YOUR GOAL >>
Write the data out again in full, with no departure from the original.
:: EXTRACTED INFORMATION
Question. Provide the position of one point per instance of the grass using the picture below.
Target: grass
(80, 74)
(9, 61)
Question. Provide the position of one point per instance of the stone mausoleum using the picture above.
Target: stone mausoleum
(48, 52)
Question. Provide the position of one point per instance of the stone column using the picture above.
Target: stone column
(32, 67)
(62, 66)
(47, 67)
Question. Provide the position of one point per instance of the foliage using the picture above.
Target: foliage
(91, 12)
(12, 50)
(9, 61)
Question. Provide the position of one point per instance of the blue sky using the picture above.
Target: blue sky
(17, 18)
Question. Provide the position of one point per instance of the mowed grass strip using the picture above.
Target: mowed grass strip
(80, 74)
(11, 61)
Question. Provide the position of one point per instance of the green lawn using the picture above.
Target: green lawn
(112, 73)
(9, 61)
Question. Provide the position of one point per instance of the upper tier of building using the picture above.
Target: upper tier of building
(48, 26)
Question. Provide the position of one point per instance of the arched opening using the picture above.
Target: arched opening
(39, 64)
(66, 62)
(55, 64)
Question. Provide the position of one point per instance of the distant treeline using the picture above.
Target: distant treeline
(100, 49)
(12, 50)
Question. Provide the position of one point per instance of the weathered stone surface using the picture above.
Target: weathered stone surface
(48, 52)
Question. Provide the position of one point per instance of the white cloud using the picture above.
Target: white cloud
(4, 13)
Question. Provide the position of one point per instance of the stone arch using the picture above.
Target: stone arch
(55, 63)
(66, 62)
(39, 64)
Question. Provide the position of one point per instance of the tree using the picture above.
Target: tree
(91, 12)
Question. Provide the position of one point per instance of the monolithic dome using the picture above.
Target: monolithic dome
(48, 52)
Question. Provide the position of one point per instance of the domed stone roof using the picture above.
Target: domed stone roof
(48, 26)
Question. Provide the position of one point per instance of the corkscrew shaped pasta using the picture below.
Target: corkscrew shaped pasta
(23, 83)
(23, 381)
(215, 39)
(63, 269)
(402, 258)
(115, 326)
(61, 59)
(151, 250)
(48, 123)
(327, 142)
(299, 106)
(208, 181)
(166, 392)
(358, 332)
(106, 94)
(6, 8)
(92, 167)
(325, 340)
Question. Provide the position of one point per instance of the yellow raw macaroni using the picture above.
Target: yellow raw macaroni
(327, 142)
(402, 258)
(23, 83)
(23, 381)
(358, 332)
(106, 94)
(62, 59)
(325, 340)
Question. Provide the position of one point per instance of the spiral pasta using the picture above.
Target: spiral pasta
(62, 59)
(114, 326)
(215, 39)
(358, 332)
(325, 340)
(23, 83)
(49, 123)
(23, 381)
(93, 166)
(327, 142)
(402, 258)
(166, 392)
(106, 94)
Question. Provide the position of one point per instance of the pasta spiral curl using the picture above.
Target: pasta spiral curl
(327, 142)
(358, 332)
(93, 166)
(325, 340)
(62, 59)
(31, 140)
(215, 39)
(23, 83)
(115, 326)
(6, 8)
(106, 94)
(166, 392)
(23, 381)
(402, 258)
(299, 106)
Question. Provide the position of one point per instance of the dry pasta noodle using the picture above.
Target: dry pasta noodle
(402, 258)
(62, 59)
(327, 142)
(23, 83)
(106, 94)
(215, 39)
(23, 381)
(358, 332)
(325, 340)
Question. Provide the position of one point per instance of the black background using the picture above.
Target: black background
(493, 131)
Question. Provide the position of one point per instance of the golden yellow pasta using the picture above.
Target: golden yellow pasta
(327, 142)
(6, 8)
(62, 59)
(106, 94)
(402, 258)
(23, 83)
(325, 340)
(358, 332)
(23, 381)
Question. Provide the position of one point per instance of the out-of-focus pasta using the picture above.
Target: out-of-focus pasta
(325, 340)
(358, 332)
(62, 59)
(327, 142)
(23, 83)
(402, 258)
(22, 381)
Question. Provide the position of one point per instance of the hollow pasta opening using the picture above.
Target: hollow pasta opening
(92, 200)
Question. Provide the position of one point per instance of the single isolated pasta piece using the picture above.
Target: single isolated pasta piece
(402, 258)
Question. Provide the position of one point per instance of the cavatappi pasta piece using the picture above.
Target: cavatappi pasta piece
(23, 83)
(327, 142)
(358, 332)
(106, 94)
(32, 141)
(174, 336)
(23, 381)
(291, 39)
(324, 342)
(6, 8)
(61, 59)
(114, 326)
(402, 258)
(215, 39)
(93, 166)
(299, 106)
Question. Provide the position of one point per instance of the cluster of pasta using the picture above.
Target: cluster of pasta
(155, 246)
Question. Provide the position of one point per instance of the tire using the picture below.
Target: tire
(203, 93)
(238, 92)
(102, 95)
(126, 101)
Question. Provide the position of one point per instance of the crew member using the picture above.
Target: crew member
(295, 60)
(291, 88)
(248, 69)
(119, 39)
::::
SOLUTION FOR THIS PROBLEM >>
Question. Provide the position of one point per instance of the grass using the picture below.
Target: grass
(80, 74)
(9, 61)
Question. Provide the position of one point per instance of the stone mausoleum using the picture above.
Target: stone mausoleum
(48, 52)
Question. Provide the position of one point per instance of the stone column using the picture above.
Target: stone column
(32, 67)
(62, 66)
(47, 67)
Question. Provide the position of one point per instance of the foliage using the picture above.
Target: foliage
(91, 12)
(12, 50)
(9, 61)
Question. Provide the position of one point per instance of the blue sky using the picture above.
Target: blue sky
(17, 18)
Question. Provide the position of one point per instance of the mowed grass strip using the picture above.
Target: mowed grass strip
(80, 74)
(11, 61)
Question. Provide the position of one point per instance of the green lawn using the picture above.
Target: green lawn
(112, 73)
(9, 61)
Question. Provide the position of one point per instance of the upper tier of building using the picture above.
Target: upper tier of building
(48, 26)
Question. Provide the position of one point per instance of the arched opening using the picture above.
Target: arched opening
(39, 64)
(66, 62)
(55, 64)
Question. Provide the position of one point per instance of the distant treeline using the picture above.
Target: distant treeline
(100, 49)
(12, 50)
Question. Provide the position of one point per instance of the weathered stone surface using the picture above.
Target: weathered stone surface
(48, 52)
Question. Provide the position of one point per instance of the white cloud using the picture above.
Target: white cloud
(4, 13)
Question. Provide the position of one point per instance of the stone arch using the picture above.
Target: stone arch
(55, 63)
(66, 62)
(39, 64)
Question. Provide the position of one point per instance of the tree using the picture above.
Target: tree
(91, 12)
Question. Provide the position of one point per instance of the monolithic dome using the picture above.
Target: monolithic dome
(48, 52)
Question. Provide the position of one point per instance of the domed stone roof using the picture above.
Target: domed stone roof
(48, 26)
Question. Provide the position of one point per instance of the corkscrew shaped pasta using the picture below.
Target: corkscrew shaped pasta
(23, 83)
(23, 381)
(215, 39)
(63, 269)
(402, 258)
(115, 326)
(61, 59)
(151, 250)
(48, 123)
(327, 142)
(299, 106)
(208, 181)
(166, 392)
(358, 332)
(106, 94)
(6, 8)
(92, 167)
(325, 340)
Question. Provide the position of one point per instance of the yellow raw macaroni using the picture above.
Target: yellow raw macaroni
(327, 142)
(402, 258)
(23, 83)
(23, 381)
(358, 332)
(106, 94)
(62, 59)
(325, 340)
Question. Provide the position of one point per instance of the spiral pasta using the picture above.
Target: spiral pasta
(62, 59)
(114, 326)
(215, 39)
(358, 332)
(325, 340)
(23, 83)
(49, 123)
(23, 381)
(93, 166)
(327, 142)
(402, 258)
(166, 392)
(106, 94)
Question. Provide the position of one point per instance of the pasta spiral curl using the picture above.
Target: pasta spiral curl
(327, 142)
(358, 332)
(93, 166)
(325, 340)
(62, 59)
(31, 140)
(215, 39)
(23, 83)
(115, 326)
(6, 8)
(106, 94)
(166, 392)
(23, 381)
(402, 258)
(299, 106)
Question. Provide the position of one point per instance of the dry pasta noodle using the picture above.
Target: dry pasta noodle
(402, 258)
(62, 59)
(327, 142)
(23, 83)
(106, 94)
(215, 39)
(23, 381)
(358, 332)
(325, 340)
Question. Provide the position of one point per instance of the black background using the picture above.
Target: black background
(493, 131)
Question. Provide the position of one point per instance of the golden yellow pasta using the picture above.
Target: golden yellow pasta
(327, 142)
(6, 8)
(62, 59)
(106, 94)
(402, 258)
(23, 83)
(325, 340)
(358, 332)
(23, 381)
Question. Provide the position of one point per instance of the out-of-focus pasta using the picture above.
Target: out-of-focus pasta
(325, 340)
(358, 332)
(62, 59)
(327, 142)
(23, 83)
(402, 258)
(22, 381)
Question. Provide the position of one point per instance of the hollow pasta opening using the picture above.
Target: hollow pasta opening
(92, 200)
Question. Provide the position of one point per instance of the single isolated pasta piece using the picture above.
Target: single isolated pasta piece
(402, 258)
Question. Provide the position of one point per instance of the cavatappi pasta piece using the picture above.
Target: cavatappi pasta piece
(23, 83)
(327, 142)
(358, 332)
(106, 94)
(32, 141)
(174, 336)
(23, 381)
(291, 39)
(324, 342)
(6, 8)
(61, 59)
(114, 326)
(402, 258)
(215, 39)
(93, 166)
(299, 106)
Question. Provide the position of one point per instance of the cluster of pasta using the picture above.
Target: cluster of pasta
(155, 246)
Question. Provide the position of one point per instance of the tire using the picture below.
Target: tire
(203, 93)
(238, 92)
(102, 95)
(126, 101)
Question. Provide the position of one point per instance of the crew member using the picture above.
Target: crew member
(295, 60)
(291, 88)
(248, 69)
(119, 39)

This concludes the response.